- _INSTRUCTIONS FOR THE TASK_
The entries that follow need to be printed exactly as they are, minus any pictures.

Collected data
======
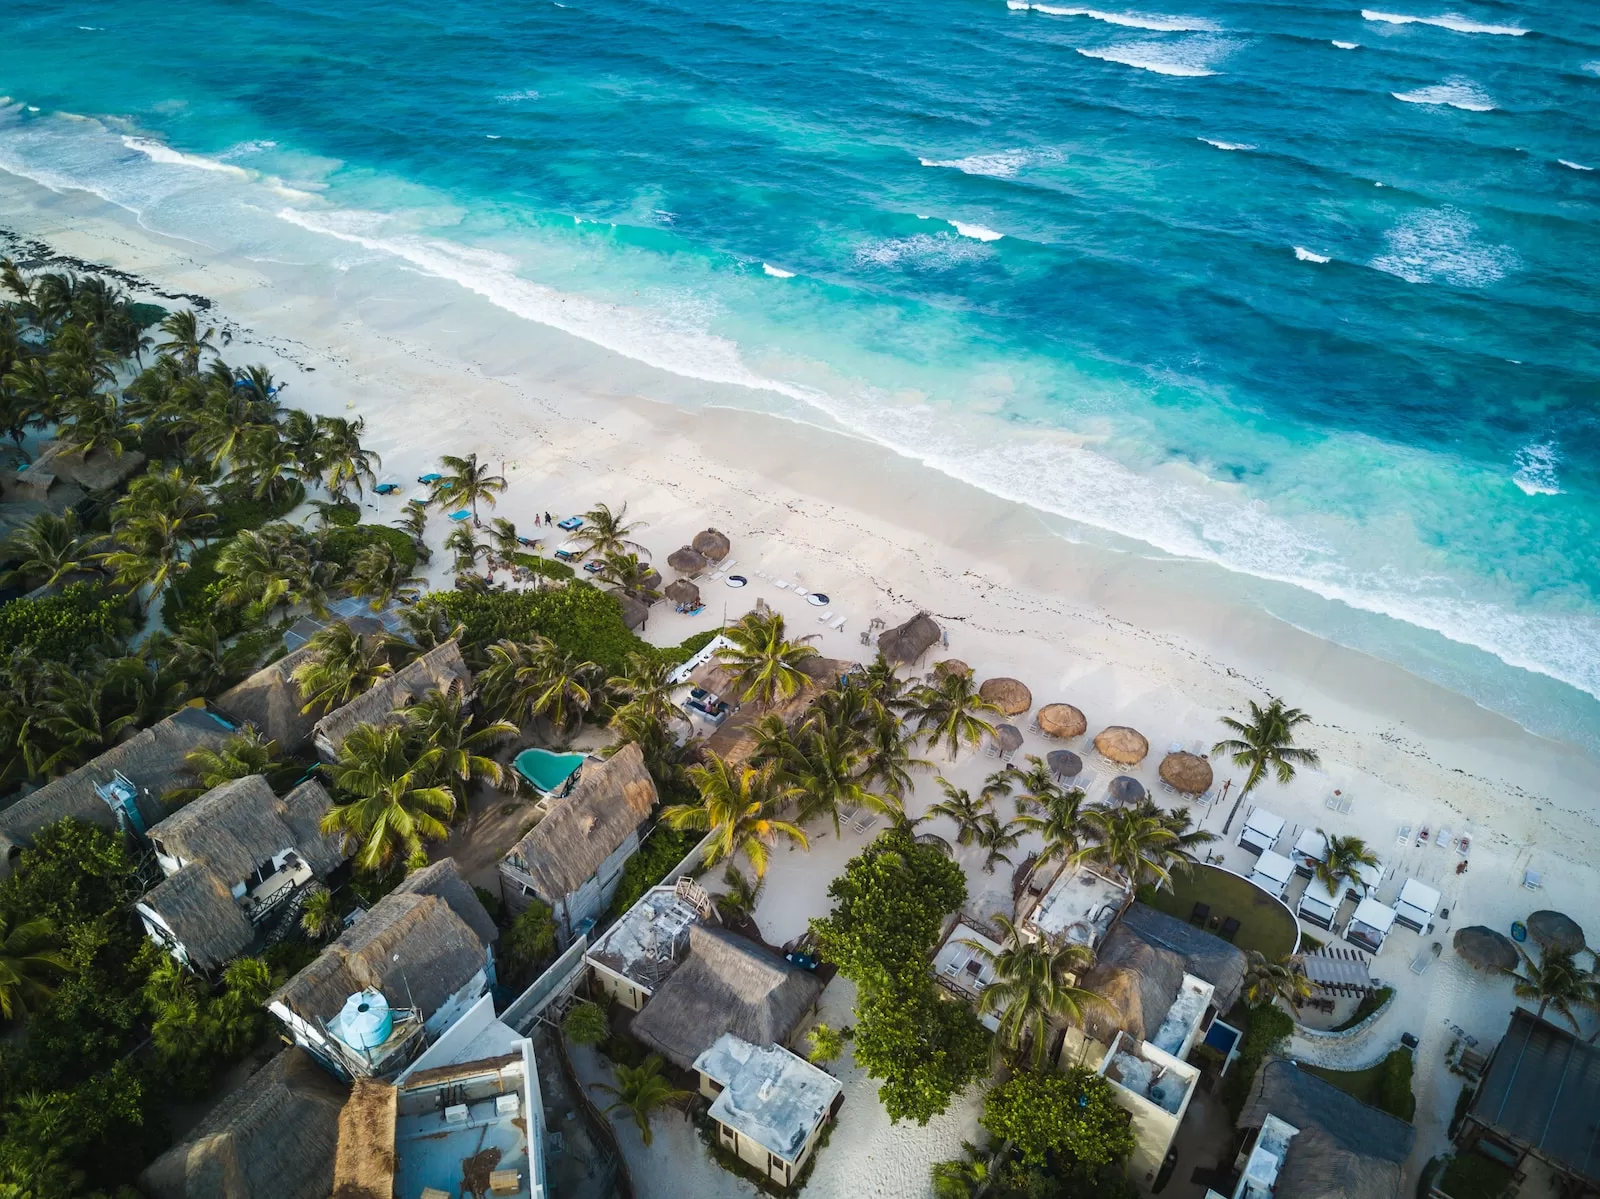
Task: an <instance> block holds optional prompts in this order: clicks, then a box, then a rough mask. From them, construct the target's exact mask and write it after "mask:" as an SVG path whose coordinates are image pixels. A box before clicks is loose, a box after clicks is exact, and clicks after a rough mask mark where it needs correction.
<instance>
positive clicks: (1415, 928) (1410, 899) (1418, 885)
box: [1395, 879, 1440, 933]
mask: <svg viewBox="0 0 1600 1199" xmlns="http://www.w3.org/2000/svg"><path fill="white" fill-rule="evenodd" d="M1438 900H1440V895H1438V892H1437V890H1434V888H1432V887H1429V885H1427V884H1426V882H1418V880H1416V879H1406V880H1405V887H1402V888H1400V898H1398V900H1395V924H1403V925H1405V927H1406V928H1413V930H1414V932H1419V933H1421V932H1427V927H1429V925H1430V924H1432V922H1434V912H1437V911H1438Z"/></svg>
======
- _RESPONSE_
Task: an <instance> block holds optional prompts in this order: clicks, then a box, then a rough mask. From them, construct the target's exact mask and write it after "mask:" as an SVG path whose coordinates are image pixels. A box before clicks is loose, a box after clicks is exact, and clicks after a rough mask mark where it needs correction.
<instance>
positive clicks: (1415, 928) (1410, 899) (1418, 885)
box: [1395, 879, 1440, 933]
mask: <svg viewBox="0 0 1600 1199" xmlns="http://www.w3.org/2000/svg"><path fill="white" fill-rule="evenodd" d="M1438 900H1440V895H1438V892H1437V890H1434V888H1432V887H1429V885H1427V884H1426V882H1418V880H1416V879H1406V880H1405V887H1402V888H1400V898H1398V900H1395V924H1403V925H1405V927H1406V928H1413V930H1414V932H1419V933H1421V932H1427V927H1429V925H1430V924H1432V922H1434V912H1437V911H1438Z"/></svg>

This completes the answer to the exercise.